-- Start Document section --

3.3.4 Computing Inverses using the Adjugate¶

The adjugate of a $2\times 2$ matrix $A$ is simple to compute

$$ \begin{align*} \text{adj}(A) &= \text{adj}\left(\begin{bmatrix}\ a\ &\ b\ \\ \ c\ &\ d\ \end{bmatrix}\right) \\ \\ &= \text{Cof}\left(\begin{bmatrix}\ a\ &\ b\ \\ \ c\ &\ d\ \end{bmatrix}\right)^T \\ \\ &= \begin{bmatrix}\ d\ & -c\ \\ -b\ &\ a\ \end{bmatrix}^T \\ \\ &= \begin{bmatrix}\ d\ & -b\ \\ -c\ &\ a\ \end{bmatrix} \end{align*} $$

If $2\times 2$ matrix $A$ is nonsingular

$$ A^{-1} = \dfrac{1}{|A|}\text{adj}(A) = \dfrac{1}{|A|}\,\begin{bmatrix}\ d\ & -b\ \\ -c\ &\ a\ \end{bmatrix} $$

In order to compute the inverse of a $3\times 3$ matrix,

$$ A = \begin{bmatrix}\ a_{11}\ &\ a_{12}\ &\ a_{13}\ \\ \ a_{21}\ &\ a_{22}\ &\ a_{23}\ \\ \ a_{31}\ &\ a_{32}\ &\ a_{33}\ \end{bmatrix} $$

one has nine $2\times 2$ determinants to compute for the cofactors and a $3\times 3$ determinant for

$$ A^{-1} = \dfrac{1}{|A|}\begin{bmatrix}\ A_{11}\ &\ A_{21}\ &\ A_{31}\ \\ \ A_{12}\ &\ A_{22}\ &\ A_{32}\ \\ \ A_{13}\ &\ A_{23}\ &\ A_{33}\ \end{bmatrix} $$

The adjugate is not recommended for computing inverses of matrices larger than $3\times 3$.

-- End Document section --
-- Start Excerpted records --

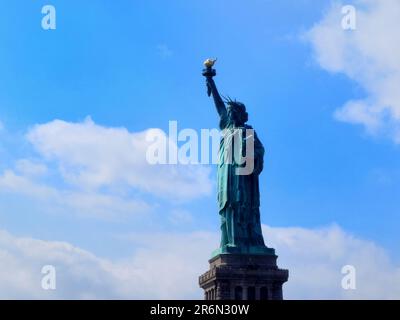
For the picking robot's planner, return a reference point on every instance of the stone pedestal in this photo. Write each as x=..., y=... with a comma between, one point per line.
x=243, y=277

-- End Excerpted records --
-- Start Excerpted records --

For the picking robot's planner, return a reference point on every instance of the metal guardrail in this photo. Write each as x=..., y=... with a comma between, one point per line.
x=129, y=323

-- End Excerpted records --

Exercise 1:
Answer these from the adjugate section:
(a) What condition must a 2×2 matrix A meet for the inverse formula using the adjugate to apply?
(b) How many 2×2 determinants must be computed for the cofactors when inverting a 3×3 matrix?
(c) Beyond what size does the section say the adjugate is not recommended for computing inverses?
Exercise 2: Please return the stretch of the adjugate section from "If $2\times 2$" through "than $3\times 3$.", copied word for word.
The items have nothing to do with the adjugate section.

Result 1:
(a) It must be nonsingular.
(b) Nine.
(c) 3×3; it is not recommended for matrices larger than 3×3.

Result 2:
If $2\times 2$ matrix $A$ is nonsingular

$$ A^{-1} = \dfrac{1}{|A|}\text{adj}(A) = \dfrac{1}{|A|}\,\begin{bmatrix}\ d\ & -b\ \\ -c\ &\ a\ \end{bmatrix} $$

In order to compute the inverse of a $3\times 3$ matrix,

$$ A = \begin{bmatrix}\ a_{11}\ &\ a_{12}\ &\ a_{13}\ \\ \ a_{21}\ &\ a_{22}\ &\ a_{23}\ \\ \ a_{31}\ &\ a_{32}\ &\ a_{33}\ \end{bmatrix} $$

one has nine $2\times 2$ determinants to compute for the cofactors and a $3\times 3$ determinant for

$$ A^{-1} = \dfrac{1}{|A|}\begin{bmatrix}\ A_{11}\ &\ A_{21}\ &\ A_{31}\ \\ \ A_{12}\ &\ A_{22}\ &\ A_{32}\ \\ \ A_{13}\ &\ A_{23}\ &\ A_{33}\ \end{bmatrix} $$

The adjugate is not recommended for computing inverses of matrices larger than $3\times 3$.